## The request
Make an exact copy of the lines below.

Begin Given data

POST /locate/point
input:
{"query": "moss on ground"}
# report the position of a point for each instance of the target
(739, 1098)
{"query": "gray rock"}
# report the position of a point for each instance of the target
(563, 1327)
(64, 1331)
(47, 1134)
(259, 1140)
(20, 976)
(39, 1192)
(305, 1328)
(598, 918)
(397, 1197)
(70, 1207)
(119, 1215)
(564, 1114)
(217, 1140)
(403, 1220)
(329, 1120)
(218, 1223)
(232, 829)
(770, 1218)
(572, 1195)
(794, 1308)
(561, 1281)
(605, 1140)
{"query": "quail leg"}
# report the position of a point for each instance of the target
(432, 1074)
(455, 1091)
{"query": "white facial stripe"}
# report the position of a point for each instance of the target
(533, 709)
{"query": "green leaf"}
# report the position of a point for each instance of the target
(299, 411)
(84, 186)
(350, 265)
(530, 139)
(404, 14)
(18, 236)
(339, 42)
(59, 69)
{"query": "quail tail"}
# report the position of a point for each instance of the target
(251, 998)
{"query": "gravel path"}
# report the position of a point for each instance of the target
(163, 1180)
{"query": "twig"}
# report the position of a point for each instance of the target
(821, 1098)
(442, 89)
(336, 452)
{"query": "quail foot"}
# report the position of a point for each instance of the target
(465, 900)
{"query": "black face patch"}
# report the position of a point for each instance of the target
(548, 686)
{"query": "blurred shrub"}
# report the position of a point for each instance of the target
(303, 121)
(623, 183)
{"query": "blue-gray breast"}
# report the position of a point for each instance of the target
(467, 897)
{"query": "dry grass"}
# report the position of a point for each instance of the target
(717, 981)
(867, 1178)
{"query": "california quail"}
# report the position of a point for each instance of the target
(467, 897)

End Given data

## Solution to this task
POST /locate/point
input:
{"query": "moss on ground"}
# report the position of a point for each instance of the target
(739, 1098)
{"query": "gray rock"}
# report the position of a point for each instance of the target
(563, 1327)
(64, 1331)
(47, 1134)
(259, 1140)
(20, 976)
(39, 1192)
(305, 1328)
(598, 918)
(397, 1197)
(70, 1207)
(119, 1215)
(564, 1114)
(217, 1140)
(403, 1220)
(329, 1120)
(218, 1223)
(232, 829)
(770, 1218)
(572, 1195)
(794, 1308)
(561, 1281)
(605, 1140)
{"query": "quail leg"}
# report the position of a point for each instance of the target
(432, 1074)
(455, 1091)
{"query": "white facial stripe"}
# report the position of a point for each instance of the target
(533, 709)
{"query": "green leaf"}
# report the position of a point for each instance of the target
(299, 411)
(84, 186)
(350, 265)
(530, 139)
(404, 14)
(18, 236)
(339, 42)
(59, 69)
{"query": "quail tail"}
# report the position of a point for each instance of the target
(251, 998)
{"query": "gravel path"}
# report the position of a point for each instance of the target
(163, 1180)
{"query": "twig"}
# report the position of a point for each instance of the target
(821, 1098)
(442, 89)
(336, 452)
{"query": "quail foot"}
# report the position of a point for each instance of the target
(465, 900)
{"query": "black face patch"}
# report the position of a point for each instance of the target
(548, 686)
{"query": "blurred shrub"}
# report the position of a point for each instance of the target
(303, 121)
(623, 183)
{"query": "blue-gray breast"}
# report the position of a point for each instance of the target
(467, 897)
{"query": "dry grass"}
# report the position of a point for each instance of the target
(717, 981)
(867, 1178)
{"query": "california quail"}
# report the position of a point for each instance of the target
(467, 897)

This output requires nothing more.